AutoSD Features and Concepts

AutoSD is a binary distribution developed within the Automotive SIG that serves as the public, in-development preview of the upcoming Red Hat In-Vehicle Operating System (OS). This section explores the key technologies and concepts that make AutoSD uniquely suited for automotive environments.

Core value propositions
- **Safety-critical ready** --- Mixed-criticality architecture enables safety-critical and non-safety workloads on shared hardware with proven isolation and Freedom from Interference (FFI). [➤ Learn about mixed criticality](con_mixed-criticality.md) - **Real-Time performance** --- Optimized `kernel-automotive` delivers deterministic, low-latency performance for time-critical automotive applications. [➤ Real-Time Kernel details](../about/con_real-time-linux-kernel.md) - **Reliable updates** --- OSTree provides atomic, fail-safe updates with rollback capabilities and bandwidth-efficient delta compression. [➤ Understand OSTree](con_ostree.md) - **Developer experience** --- Complete toolchain with declarative manifests, containerized applications, and extensive hardware support accelerates development. [➤ Open source development](con_open-source-development.md)
Software-Defined Vehicle architecture

AutoSD enables the next generation of automotive computing:

The container isolation architecture diagram shows how to run an entire software stack on a single OS in a way that isolates containers, applications, and guest OS instances from one another and from the rest of the system

AutoSD's layered architecture provides isolation, safety, and manageability for automotive workloads

Key technologies deep dive

Learn about the core technologies that make AutoSD suitable for automotive use cases.

Mixed criticality and safety

Challenge: Automotive systems must run both safety-critical and non-critical applications on shared hardware while ensuring Freedom from Interference.

AutoSD solution: Container-based isolation with dedicated partitions

  • Root partition: System services and safety-critical applications
  • QM partition: Non-critical applications with resource constraints
  • Container isolation: Process, network, and filesystem separation
  • Resource management: CPU, memory, and I/O allocation controls

Real-world impact: Run infotainment (QM) and brake lights (ASIL B) on the same ECU without interference.

__________________________________________________

> PROBLEMS TO SOLVE
• 1. According to the AutoSD text, AutoSD is the public, in-development preview of what upcoming product?
• 2. Name every core value proposition that the AutoSD text lists.
• 3. Using the AutoSD text, explain the challenge that AutoSD's container-based isolation with dedicated partitions is meant to solve.

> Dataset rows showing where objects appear
__________________________________________________

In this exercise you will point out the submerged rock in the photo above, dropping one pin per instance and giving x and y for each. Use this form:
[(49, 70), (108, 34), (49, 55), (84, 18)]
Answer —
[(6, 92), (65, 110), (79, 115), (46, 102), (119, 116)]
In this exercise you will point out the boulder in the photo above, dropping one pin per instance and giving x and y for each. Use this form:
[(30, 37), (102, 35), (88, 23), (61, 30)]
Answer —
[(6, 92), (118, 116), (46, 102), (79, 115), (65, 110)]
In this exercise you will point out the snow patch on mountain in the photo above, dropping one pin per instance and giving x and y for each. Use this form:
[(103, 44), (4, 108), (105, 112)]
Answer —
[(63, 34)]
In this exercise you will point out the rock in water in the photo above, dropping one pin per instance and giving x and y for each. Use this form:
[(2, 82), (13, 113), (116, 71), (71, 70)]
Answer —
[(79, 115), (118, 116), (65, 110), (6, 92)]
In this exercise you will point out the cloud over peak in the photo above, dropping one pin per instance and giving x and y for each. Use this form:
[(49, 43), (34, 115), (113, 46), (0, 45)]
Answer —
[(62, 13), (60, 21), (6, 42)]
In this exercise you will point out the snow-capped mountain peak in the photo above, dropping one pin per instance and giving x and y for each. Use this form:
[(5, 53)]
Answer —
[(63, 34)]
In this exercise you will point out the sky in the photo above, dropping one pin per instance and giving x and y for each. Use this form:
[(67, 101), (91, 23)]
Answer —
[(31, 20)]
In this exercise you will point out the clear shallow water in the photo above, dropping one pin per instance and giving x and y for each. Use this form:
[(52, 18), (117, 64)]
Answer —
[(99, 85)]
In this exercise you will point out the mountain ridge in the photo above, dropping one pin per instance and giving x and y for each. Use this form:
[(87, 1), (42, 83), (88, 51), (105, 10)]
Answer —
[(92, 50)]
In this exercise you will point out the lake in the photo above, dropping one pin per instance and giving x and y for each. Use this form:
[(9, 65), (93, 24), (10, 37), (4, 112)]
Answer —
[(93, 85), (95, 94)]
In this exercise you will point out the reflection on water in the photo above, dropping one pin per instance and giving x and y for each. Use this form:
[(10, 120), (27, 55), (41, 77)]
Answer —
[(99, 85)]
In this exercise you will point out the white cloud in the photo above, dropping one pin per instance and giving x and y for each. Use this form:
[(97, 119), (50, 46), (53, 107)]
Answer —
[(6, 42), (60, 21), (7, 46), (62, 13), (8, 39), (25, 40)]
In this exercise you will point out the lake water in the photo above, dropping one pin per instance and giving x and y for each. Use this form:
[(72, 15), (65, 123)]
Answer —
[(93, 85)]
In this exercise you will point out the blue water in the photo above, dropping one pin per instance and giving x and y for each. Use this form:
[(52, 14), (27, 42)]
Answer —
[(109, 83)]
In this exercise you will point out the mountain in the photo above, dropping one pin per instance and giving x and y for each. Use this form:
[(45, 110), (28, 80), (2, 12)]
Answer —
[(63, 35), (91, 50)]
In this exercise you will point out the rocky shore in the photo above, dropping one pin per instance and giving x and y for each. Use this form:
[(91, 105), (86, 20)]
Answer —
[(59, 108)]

__________________________________________________

> EXPECTED RESPONSES
• 1. The Red Hat In-Vehicle Operating System (OS).

• 2. Safety-critical ready, Real-Time performance, Reliable updates, and Developer experience.

• 3. Automotive systems must run both safety-critical and non-critical applications on shared hardware while ensuring Freedom from Interference. AutoSD meets this by placing system services and safety-critical applications in a root partition and non-critical applications in a resource-constrained QM partition. Process, network, and filesystem separation keeps these partitions apart.